■ **Study questions**
1. From the passage on the kernel interns, reproduce word for word the portion starting with "Tülin İzer is" and going on through "several staging drivers.".
2. Render this sentence from the passage on the kernel interns in Spanish: "Her contributions were to the csr wireless driver in the staging tree."

■ **Text section**

──────

Two of the interns will be working on the Xen subsystem of the kernel with
mentors Konrad Wilk of Oracle and Stefano Stabellini of Citrix. They are Lisa
T. Nguyen, who received a bachelor's degree in computer science from the
University of Washington in 2007, and Elena Ufimtseva, who got a master's
degree in
computer science from St. Petersburg University of Information
Technologies in 2006. Nguyen did several cleanup
patches for Xen (along with various other cleanups) as part of the
application process, while Ufimtseva focused on cleanups in the ced1401
(Cambridge Electronics 1401 USB device) driver in staging.
Lidza Louina will be working with Greg Kroah-Hartman as a mentor on further
cleanups in staging drivers. She was working on a bachelor's degree in
computer science at the
University of Massachusetts but had to take time off to work full-time.
Her contributions were to the csr wireless driver in the staging tree.
Tülin İzer is working on parallelizing the x86 boot process with mentor PJ
Waskiewicz of Intel. She is currently pursuing a bachelor's
degree in computer engineering at Galatasary University in Istanbul,
Turkey. Her application included fixes for several staging drivers.
Two other Intel-mentored interns are in the mix: Hema Prathaban will be
working with Jacob Pan on an Ivy Bridge temperature sensor driver, while
Laura Mihaela Vasilescu will be working on Intel Ethernet drivers, mentored
by Carolyn Wyborny and Anjali Singhai. Prathaban graduated in 2011 from KLN College
of Engineering in India with a bachelor's degree in computer science. She
has been a full-time mother for the last year, so the internship provides
her a way to get back into the industry. Vasilescu is a master's student at
the University of Politehnica of Bucharest, Romania and is also the student
president of ROSEdu, an organization
for Romanian open source education. Both did a number of patches; Prathaban
in the staging tree (including fixing a bug
in one driver) and Vasilescu in Intel Ethernet drivers.
Getting started
As with many budding kernel developers, most of the applicants' patches
were to various staging drivers. There was a short application window as
the kernel portion didn't get announced until a little under two weeks before
the deadline. But that didn't seem to slow anything down as there were 41
applicants for the internships, with eighteen submitting patches and eleven
having those patches accepted into the mainline.

──────

■ **Information**
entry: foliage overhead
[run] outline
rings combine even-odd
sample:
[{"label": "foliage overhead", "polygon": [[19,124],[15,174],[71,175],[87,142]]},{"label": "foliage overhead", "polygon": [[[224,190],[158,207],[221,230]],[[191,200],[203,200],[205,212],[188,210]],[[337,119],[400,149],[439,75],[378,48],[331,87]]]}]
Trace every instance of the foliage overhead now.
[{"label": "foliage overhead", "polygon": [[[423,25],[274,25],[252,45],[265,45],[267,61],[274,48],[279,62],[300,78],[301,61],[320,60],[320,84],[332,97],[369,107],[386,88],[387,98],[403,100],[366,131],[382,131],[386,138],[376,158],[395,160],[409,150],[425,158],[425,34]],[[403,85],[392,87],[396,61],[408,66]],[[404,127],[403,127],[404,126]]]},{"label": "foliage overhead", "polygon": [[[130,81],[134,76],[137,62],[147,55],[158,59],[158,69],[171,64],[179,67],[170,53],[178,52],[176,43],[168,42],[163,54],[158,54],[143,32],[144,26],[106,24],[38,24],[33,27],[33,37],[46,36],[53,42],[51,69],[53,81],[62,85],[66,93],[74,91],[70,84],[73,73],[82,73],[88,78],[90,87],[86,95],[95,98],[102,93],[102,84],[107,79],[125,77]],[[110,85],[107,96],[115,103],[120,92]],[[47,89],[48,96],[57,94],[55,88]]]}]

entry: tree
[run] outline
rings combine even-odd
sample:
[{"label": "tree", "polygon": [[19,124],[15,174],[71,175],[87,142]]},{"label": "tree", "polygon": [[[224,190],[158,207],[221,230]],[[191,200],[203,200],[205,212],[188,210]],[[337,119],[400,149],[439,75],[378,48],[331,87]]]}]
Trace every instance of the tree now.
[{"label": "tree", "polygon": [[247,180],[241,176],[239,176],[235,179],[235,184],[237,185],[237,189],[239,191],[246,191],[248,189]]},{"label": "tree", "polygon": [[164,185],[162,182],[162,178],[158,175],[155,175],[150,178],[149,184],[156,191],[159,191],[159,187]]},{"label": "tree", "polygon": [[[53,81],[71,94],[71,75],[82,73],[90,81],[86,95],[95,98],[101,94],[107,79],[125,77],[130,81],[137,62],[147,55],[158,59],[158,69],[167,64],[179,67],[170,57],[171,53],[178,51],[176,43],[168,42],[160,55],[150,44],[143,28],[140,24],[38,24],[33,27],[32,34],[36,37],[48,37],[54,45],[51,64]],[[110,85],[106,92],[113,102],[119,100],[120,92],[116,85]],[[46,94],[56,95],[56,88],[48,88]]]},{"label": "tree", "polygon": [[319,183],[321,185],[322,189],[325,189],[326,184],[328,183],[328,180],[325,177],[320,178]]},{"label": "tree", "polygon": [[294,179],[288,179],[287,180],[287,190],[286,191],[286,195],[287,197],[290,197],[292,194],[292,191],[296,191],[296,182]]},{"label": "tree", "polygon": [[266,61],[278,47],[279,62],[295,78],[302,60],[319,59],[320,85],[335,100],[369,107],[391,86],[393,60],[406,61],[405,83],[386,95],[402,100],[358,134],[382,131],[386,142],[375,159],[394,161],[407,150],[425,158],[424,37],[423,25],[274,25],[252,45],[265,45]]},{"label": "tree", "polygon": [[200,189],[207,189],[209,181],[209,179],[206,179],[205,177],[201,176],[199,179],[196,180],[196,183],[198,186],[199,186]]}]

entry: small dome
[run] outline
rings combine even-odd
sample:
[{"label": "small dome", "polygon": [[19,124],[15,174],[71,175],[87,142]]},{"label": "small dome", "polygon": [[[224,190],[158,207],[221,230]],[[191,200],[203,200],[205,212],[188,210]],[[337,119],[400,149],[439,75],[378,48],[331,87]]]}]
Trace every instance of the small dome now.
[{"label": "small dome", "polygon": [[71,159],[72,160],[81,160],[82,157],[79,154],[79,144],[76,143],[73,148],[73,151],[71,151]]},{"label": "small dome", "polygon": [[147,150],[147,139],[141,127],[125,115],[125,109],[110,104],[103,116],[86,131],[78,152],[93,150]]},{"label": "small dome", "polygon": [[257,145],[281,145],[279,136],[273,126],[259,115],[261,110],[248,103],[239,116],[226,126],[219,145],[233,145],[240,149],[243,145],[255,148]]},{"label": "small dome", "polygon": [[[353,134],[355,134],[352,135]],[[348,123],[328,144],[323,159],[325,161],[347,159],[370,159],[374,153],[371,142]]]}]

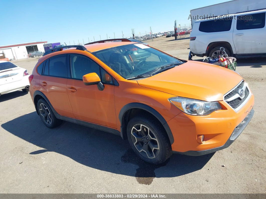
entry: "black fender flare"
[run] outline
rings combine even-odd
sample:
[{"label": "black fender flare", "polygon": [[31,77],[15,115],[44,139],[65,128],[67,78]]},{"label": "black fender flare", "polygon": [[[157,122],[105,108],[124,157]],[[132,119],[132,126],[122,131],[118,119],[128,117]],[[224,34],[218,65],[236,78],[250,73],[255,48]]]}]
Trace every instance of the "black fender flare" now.
[{"label": "black fender flare", "polygon": [[34,102],[34,101],[35,99],[35,97],[36,95],[40,95],[46,101],[46,102],[48,103],[48,104],[50,106],[50,107],[51,108],[51,109],[52,109],[52,111],[53,111],[53,112],[54,113],[57,114],[57,112],[55,110],[55,109],[53,108],[53,106],[52,105],[52,104],[50,103],[50,101],[49,100],[48,100],[48,99],[45,96],[45,95],[43,94],[43,93],[41,92],[40,91],[36,91],[34,92],[34,93],[33,94],[33,103],[34,103],[34,105],[35,106],[35,109],[36,109],[36,112],[37,112],[37,114],[38,115],[39,115],[39,112],[38,111],[38,110],[37,110],[37,105],[35,104],[35,103]]},{"label": "black fender flare", "polygon": [[121,136],[122,138],[124,137],[123,132],[123,117],[125,113],[127,111],[132,108],[139,108],[142,109],[153,115],[160,121],[164,128],[168,136],[171,144],[172,145],[174,143],[174,137],[173,136],[172,132],[163,117],[158,111],[151,107],[144,104],[137,102],[131,103],[125,105],[121,109],[119,113],[118,117],[120,123],[121,124]]}]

──────

■ **Solutions to the problems**
1.
Tülin İzer is working on parallelizing the x86 boot process with mentor PJ
Waskiewicz of Intel. She is currently pursuing a bachelor's
degree in computer engineering at Galatasary University in Istanbul,
Turkey. Her application included fixes for several staging drivers.

2. Sus contribuciones fueron para el controlador inalámbrico csr del árbol staging.